Directive:
Copy the section of the entries below that starts with the line containing "In this exercise you will annotate the crumpled" and runs through the end of the entries, changing every "front bumper" to "rear bumper" and leaving everything else as it is.

## Begin

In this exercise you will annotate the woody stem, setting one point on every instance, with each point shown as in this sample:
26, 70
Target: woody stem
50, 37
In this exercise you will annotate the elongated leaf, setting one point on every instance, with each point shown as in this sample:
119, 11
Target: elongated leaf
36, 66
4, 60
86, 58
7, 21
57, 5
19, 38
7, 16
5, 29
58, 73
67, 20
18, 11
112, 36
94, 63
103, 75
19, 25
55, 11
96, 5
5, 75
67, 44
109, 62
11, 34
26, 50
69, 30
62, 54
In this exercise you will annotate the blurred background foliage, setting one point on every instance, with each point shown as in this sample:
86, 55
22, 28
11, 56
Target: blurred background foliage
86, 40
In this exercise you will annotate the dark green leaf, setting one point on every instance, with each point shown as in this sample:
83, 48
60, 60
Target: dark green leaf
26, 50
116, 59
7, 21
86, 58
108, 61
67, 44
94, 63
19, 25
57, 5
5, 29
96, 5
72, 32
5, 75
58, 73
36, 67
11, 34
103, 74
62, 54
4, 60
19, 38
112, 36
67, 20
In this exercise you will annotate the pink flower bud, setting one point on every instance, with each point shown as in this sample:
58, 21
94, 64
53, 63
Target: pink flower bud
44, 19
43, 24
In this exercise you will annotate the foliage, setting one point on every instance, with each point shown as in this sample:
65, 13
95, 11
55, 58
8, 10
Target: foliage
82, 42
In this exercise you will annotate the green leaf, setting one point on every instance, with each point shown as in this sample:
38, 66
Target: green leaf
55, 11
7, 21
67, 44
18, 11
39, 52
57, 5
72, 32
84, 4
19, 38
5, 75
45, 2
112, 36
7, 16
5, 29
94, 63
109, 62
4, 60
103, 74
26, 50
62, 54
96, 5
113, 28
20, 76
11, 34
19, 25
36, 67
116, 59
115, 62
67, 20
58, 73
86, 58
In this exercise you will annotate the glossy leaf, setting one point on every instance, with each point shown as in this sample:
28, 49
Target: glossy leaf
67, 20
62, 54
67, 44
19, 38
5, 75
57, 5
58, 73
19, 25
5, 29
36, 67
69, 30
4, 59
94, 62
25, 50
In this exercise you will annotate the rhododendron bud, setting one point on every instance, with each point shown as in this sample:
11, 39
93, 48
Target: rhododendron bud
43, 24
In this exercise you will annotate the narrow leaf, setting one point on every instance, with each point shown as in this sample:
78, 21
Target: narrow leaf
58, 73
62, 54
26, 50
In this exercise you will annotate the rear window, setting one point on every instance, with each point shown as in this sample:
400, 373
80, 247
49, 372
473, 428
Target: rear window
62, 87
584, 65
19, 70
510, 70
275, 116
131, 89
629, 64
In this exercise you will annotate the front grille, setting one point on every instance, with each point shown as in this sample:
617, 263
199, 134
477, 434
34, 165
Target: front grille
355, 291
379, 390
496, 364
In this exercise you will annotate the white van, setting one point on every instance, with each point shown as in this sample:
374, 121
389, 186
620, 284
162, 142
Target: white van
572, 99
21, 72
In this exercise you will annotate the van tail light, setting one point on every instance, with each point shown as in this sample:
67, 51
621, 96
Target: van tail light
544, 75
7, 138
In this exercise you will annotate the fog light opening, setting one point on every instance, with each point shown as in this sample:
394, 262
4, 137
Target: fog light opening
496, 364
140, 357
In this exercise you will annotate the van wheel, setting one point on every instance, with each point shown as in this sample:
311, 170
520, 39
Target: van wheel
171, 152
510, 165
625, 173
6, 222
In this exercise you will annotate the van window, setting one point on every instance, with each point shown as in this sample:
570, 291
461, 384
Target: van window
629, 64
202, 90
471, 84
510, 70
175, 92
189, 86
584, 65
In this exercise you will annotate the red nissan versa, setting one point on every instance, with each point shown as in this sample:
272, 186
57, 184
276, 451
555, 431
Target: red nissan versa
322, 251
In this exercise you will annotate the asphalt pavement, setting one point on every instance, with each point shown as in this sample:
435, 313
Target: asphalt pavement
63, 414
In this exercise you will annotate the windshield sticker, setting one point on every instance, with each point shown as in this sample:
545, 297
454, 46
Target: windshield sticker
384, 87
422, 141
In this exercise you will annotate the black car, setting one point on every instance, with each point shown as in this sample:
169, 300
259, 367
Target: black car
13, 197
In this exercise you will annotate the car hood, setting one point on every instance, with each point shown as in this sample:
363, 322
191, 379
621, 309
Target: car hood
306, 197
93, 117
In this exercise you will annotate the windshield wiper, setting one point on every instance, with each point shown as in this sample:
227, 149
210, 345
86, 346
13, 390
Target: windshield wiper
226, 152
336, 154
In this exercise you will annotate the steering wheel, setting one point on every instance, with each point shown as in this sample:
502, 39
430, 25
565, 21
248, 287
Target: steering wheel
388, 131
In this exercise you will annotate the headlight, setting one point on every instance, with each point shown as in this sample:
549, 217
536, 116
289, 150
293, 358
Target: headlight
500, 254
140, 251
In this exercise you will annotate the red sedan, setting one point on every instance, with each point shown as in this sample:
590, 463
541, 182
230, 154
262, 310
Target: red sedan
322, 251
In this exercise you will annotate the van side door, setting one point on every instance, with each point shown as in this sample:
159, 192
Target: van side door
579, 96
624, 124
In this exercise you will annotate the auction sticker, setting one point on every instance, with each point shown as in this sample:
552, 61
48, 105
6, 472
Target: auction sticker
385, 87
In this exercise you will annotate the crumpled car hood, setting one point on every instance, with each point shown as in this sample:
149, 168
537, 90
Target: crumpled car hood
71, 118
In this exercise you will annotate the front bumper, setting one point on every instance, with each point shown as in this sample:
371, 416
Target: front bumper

## End

Right answer:
In this exercise you will annotate the crumpled car hood, setting one point on every instance, with each point shown as in this sample:
149, 168
537, 90
Target: crumpled car hood
71, 118
In this exercise you will annotate the rear bumper, setting one point on every instance, with each point shown as in this sample:
371, 416
Target: rear bumper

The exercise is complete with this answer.